:: Exercise aim ::
Scan the records below for the line with "Each returned point MUST lie on the matching giraffe" and the line with "Each returned point MUST lie on the matching snow-capped". Repeat those two lines and every line between them exactly, and nothing else.
[Records for the exercise Boundary: Start]
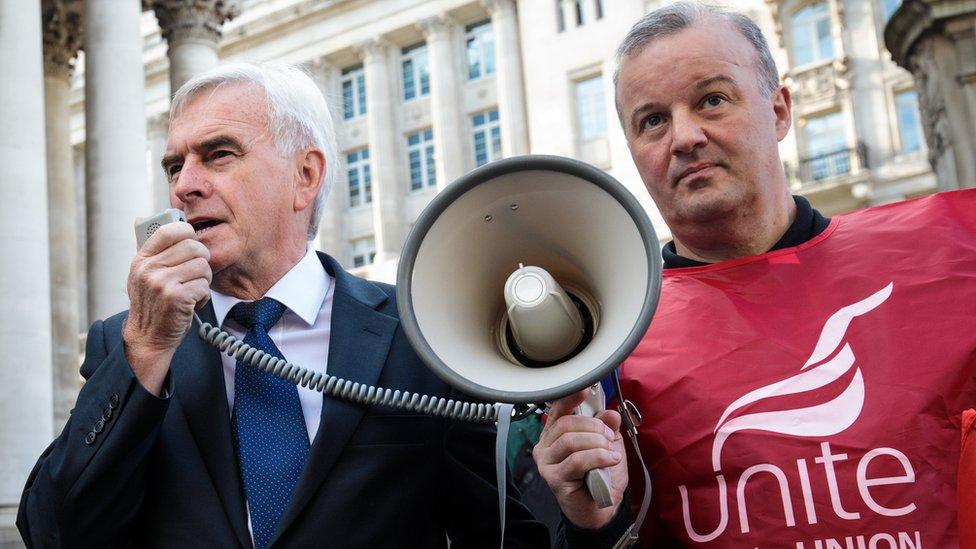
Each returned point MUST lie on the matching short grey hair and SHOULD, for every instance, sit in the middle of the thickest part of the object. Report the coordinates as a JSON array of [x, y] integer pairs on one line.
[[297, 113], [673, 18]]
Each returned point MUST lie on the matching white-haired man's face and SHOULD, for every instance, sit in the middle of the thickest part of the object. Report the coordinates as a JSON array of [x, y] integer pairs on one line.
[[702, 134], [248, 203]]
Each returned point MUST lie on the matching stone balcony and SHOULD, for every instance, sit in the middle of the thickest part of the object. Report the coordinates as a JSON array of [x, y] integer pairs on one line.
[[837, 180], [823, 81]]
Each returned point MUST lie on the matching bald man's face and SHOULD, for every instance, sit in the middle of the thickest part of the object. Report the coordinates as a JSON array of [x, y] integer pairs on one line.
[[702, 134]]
[Records for the exercise Boundary: End]
[Records for the exercise Boundary: Start]
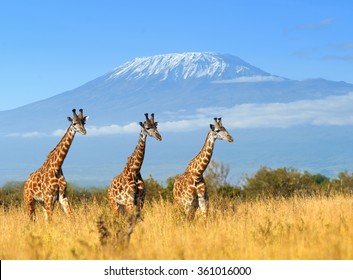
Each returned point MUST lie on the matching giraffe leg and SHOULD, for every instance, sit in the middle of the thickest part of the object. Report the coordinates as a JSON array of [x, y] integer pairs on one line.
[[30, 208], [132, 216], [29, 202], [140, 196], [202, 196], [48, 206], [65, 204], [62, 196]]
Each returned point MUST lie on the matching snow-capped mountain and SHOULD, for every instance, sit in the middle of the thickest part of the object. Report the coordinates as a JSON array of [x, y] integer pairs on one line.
[Records for the exercise Boundary: End]
:: Written answer ::
Each returned point MUST lie on the matching giraffe leg and SHOULD, for every instance, sit in the middle of the thickest part of the object. Report the coordinates as a JSON array of [x, y] integer pairs on one line.
[[30, 208], [132, 216], [29, 202], [140, 196], [202, 196], [48, 206], [65, 204], [62, 196]]
Each returned point MUST lie on the matching snow-capped mountain and SHOULD, for every instance, sit in the middle of the thickest part of the object. Report the coordinates as a JSON array of [x, y] integer pairs on one line.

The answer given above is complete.